### Study text
Nothing in PostgreSQL is rebuilt by this. Your existing indexes are still physically ordered by the old rules, while every new comparison uses the new rules. The index and the collation now disagree, and that is corruption, even though every file is intact.

How the corruption shows up

The symptoms are subtle and data-dependent. A query with a range predicate on text misses rows that are physically in the index but on the "wrong" side of the new ordering. A unique index fails to find an existing key during an insert and lets a duplicate through. An ORDER BY returns results that are not actually ordered.

Because it only affects comparisons that fall in the region where old and new rules differ, you can have a corrupted index that returns correct results for 99% of queries, which is exactly why it goes undetected for months.

Detecting it with amcheck

The amcheck extension can verify that a B-tree index is internally consistent with the current collation. Running it after any OS or glibc change is the single most valuable habit here. If an index is ordered by stale rules, amcheck will report it.

Run it across your text indexes, especially unique ones on user-facing identity columns like email, username, and slug, where a silent duplicate is a real correctness bug.

CREATE EXTENSION IF NOT EXISTS amcheck;

-- Verify a specific index against current collation rules
SELECT bt_index_check('users_email_key', true);

-- Sweep all btree indexes on text-bearing tables
SELECT c.relname,
       bt_index_check(c.oid, true)
FROM pg_index i
JOIN pg_class c ON c.oid = i.indexrelid
WHERE c.relam = (SELECT oid FROM pg_am WHERE amname = 'btree');

The fix is REINDEX, and you must do it deliberately

Once the collation has changed, every affected text index must be rebuilt so its physical order matches the new rules. REINDEX does this. Use REINDEX ... CONCURRENTLY to avoid locking out writes on a live system.

The critical sequencing point: do the reindex after the glibc change and before you trust uniqueness again. If you upgraded the OS days ago and only now noticed, you may already have duplicate data that slipped past a broken unique index, so check for and resolve duplicates before recreating the constraint.

-- Rebuild without blocking writes
REINDEX INDEX CONCURRENTLY users_email_key;

-- Or rebuild everything text-related on a table
REINDEX TABLE CONCURRENTLY users;

-- Before re-trusting a unique index, look for damage already done
SELECT email, count(*)
FROM users
GROUP BY email
HAVING count(*) > 1;

Prevent the next one with ICU collations

The durable fix is to stop depending on the host's glibc for ordering. PostgreSQL supports ICU collations, where the collation rules are versioned and travel with a known ICU library rather than whatever the OS ships. PostgreSQL records the collation version and will warn you when it detects a mismatch, which is exactly the early signal glibc never gives you.

On PostgreSQL 15 and later you can create an ICU-based database or column collation. It does not make collations immutable forever, but it makes version changes visible and controlled instead of silent.

-- An ICU collation records a version PostgreSQL can check
CREATE COLLATION app_default (provider = icu, locale = 'en-US');

ALTER TABLE users
  ALTER COLUMN email TYPE text COLLATE app_default;

-- PostgreSQL tracks collation versions; mismatches become visible
SELECT collname, collversion
FROM pg_collation
WHERE collprovider = 'i';

The operational rule that prevents the 2 AM version

Treat any change to the C library as a database event, not just an OS event. That includes major-version OS upgrades, switching base images, and restoring a dump onto a different distribution. Each one demands the same response.

  1. Before the change, note the glibc/ICU version and the at-risk text indexes.
  2. After the change, run amcheck across text and unique indexes.
  3. REINDEX CONCURRENTLY anything flagged, and re-verify.
  4. Check for duplicate data that a broken unique index may have admitted.
  5. Plan a migration to versioned ICU collations so the next change warns you.

The practical standard

The best PostgreSQL performance work is boring in the right way. Name the failure mode, capture the before plan or metric, make one change, and compare the exact same signal afterward. Anything else is just a more confident guess.

### What the exercise asks
Please quote the PostgreSQL collation text word for word, starting with "The critical sequencing" and going on through "recreating the constraint.".

### Extracted entries
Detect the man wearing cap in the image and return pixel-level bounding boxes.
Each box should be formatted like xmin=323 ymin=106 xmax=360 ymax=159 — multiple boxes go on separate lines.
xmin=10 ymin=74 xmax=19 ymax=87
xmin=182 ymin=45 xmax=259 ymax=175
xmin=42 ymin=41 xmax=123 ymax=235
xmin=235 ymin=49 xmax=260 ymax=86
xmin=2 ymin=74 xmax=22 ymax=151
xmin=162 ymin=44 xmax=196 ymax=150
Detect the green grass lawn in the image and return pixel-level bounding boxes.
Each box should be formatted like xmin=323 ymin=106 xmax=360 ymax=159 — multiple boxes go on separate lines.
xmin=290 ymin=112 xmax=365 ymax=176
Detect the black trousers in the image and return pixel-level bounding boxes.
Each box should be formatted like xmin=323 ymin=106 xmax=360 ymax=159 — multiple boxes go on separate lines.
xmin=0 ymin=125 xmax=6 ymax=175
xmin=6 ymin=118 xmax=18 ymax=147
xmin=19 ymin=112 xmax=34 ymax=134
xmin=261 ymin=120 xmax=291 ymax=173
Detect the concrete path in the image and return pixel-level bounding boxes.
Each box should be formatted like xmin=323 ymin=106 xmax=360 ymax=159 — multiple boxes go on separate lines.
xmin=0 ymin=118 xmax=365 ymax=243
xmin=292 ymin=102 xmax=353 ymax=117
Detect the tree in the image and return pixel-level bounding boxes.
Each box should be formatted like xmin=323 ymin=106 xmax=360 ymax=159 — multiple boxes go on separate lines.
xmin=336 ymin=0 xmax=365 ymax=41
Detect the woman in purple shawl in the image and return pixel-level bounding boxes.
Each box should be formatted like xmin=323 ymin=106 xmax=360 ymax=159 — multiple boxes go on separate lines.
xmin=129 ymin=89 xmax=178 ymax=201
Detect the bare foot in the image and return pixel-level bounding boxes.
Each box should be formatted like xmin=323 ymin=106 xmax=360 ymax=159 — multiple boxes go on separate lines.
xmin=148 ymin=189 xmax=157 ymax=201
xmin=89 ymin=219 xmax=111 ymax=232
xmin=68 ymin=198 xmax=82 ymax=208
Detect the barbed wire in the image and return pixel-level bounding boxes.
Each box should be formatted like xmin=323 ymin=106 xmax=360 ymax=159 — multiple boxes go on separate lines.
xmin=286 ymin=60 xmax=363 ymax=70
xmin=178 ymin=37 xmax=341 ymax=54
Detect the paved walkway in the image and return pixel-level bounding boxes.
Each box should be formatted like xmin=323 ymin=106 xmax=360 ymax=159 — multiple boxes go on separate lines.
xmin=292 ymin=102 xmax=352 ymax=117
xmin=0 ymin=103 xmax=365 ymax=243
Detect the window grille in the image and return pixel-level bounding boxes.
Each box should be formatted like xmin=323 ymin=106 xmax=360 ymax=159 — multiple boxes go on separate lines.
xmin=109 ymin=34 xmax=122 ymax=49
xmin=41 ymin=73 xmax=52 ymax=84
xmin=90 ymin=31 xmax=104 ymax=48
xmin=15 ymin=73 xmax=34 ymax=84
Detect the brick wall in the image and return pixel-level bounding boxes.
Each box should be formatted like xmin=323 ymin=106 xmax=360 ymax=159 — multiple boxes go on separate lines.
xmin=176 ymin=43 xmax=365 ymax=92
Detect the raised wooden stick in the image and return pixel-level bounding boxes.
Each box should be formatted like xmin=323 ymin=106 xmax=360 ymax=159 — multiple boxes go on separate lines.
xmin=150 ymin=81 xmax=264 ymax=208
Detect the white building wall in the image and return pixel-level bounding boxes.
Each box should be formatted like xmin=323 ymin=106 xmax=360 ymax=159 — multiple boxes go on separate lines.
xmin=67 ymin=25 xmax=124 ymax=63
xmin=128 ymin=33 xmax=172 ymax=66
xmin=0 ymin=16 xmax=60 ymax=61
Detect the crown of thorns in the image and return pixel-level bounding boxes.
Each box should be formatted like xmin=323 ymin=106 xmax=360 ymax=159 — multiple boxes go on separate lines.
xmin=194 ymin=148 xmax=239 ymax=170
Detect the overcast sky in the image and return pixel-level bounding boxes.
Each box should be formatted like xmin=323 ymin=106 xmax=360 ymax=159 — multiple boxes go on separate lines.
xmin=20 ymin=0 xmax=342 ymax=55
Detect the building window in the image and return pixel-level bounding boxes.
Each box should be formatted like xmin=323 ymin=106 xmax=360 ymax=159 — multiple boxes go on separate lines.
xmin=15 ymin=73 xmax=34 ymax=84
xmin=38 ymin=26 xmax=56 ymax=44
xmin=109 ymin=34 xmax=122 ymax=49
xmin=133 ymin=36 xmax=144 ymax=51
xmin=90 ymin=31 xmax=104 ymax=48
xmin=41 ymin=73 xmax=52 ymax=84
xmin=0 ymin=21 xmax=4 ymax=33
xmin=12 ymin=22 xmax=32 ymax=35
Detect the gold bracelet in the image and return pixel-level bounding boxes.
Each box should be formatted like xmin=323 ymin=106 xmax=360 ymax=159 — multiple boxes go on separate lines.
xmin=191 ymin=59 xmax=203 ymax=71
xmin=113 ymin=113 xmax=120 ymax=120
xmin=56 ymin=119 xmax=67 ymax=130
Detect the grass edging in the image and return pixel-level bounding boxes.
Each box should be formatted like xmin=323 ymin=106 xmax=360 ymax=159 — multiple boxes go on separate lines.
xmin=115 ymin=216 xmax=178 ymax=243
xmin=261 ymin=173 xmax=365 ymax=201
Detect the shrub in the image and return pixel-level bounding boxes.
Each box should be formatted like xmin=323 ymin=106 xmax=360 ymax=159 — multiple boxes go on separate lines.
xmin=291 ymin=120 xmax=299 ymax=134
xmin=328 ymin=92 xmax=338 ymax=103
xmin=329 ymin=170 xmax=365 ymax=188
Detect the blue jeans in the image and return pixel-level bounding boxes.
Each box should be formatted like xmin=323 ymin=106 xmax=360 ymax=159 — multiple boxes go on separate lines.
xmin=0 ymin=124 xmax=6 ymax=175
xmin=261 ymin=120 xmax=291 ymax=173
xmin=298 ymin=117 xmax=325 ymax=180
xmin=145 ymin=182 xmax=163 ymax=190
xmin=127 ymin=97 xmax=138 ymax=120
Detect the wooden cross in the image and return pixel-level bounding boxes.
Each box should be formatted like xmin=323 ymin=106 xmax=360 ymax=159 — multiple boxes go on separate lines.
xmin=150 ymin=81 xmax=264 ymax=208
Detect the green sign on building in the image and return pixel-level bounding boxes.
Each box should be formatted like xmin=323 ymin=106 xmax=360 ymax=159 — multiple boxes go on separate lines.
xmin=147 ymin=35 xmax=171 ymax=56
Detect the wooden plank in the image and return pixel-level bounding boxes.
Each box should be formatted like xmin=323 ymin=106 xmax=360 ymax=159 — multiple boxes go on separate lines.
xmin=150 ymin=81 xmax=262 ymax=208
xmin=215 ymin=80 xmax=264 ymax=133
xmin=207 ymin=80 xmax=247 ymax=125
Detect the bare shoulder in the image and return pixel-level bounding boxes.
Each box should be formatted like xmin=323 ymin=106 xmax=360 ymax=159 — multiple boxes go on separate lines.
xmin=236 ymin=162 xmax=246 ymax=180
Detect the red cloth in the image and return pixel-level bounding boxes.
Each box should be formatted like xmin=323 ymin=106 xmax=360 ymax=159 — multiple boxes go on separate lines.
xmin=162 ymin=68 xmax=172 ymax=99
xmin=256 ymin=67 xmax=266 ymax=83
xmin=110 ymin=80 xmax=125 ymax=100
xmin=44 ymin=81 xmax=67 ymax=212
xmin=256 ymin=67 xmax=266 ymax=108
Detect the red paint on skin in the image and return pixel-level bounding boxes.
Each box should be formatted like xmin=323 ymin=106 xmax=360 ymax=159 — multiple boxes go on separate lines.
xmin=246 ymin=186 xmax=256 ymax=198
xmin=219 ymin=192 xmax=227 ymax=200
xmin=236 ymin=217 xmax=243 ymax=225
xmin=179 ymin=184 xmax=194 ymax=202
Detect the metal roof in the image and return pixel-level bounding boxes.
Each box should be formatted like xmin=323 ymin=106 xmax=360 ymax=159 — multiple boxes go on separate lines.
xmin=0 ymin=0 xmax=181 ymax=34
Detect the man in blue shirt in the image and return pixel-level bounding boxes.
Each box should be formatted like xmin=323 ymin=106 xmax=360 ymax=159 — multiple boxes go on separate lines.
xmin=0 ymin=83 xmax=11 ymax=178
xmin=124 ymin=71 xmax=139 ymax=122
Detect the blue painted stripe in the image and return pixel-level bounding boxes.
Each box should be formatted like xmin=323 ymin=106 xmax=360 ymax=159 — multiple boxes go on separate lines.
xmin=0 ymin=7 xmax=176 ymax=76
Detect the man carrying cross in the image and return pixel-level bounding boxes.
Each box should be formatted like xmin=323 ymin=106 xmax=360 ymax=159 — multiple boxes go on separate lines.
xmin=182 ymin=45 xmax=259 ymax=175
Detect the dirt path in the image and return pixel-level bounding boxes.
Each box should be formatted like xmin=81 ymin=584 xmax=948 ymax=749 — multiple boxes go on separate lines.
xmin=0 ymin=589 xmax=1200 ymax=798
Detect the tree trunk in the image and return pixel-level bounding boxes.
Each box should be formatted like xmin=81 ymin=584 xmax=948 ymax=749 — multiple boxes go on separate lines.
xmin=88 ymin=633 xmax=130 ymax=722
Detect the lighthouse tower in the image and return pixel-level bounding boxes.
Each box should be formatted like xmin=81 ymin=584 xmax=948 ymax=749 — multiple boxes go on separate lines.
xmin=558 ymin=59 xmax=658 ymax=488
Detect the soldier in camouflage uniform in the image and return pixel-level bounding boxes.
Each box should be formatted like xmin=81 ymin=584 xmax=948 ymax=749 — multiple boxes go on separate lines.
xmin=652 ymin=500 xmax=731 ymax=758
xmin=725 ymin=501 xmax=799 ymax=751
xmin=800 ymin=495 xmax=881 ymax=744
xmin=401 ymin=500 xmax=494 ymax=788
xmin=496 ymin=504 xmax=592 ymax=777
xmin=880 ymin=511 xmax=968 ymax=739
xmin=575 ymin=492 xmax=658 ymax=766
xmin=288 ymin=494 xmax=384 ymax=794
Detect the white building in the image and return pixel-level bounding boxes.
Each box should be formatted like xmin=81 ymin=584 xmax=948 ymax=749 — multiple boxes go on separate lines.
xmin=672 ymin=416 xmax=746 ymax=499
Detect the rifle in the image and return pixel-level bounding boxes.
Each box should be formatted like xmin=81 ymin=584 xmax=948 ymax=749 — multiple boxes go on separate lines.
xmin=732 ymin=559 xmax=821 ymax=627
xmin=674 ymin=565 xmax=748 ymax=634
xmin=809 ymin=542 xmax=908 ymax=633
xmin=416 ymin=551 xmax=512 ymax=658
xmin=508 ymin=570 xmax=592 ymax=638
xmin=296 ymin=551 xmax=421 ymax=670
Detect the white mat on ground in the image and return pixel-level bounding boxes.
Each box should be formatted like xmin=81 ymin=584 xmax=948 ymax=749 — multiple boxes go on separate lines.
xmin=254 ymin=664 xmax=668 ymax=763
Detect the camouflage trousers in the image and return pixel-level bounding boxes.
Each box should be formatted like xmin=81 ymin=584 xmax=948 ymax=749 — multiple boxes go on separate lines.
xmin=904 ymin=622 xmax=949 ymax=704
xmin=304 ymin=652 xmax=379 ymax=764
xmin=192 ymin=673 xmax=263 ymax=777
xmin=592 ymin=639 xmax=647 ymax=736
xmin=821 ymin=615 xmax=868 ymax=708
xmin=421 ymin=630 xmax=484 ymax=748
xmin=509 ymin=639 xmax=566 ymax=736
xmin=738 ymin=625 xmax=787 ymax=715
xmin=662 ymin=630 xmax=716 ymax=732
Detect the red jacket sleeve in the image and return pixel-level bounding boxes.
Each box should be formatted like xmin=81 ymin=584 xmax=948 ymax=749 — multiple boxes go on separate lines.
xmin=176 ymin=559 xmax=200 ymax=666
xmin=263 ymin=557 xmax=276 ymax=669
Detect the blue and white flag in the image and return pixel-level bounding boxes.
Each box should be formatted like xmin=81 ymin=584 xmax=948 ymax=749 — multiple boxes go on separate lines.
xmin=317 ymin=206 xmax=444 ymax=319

### Final answer
The critical sequencing point: do the reindex after the glibc change and before you trust uniqueness again. If you upgraded the OS days ago and only now noticed, you may already have duplicate data that slipped past a broken unique index, so check for and resolve duplicates before recreating the constraint.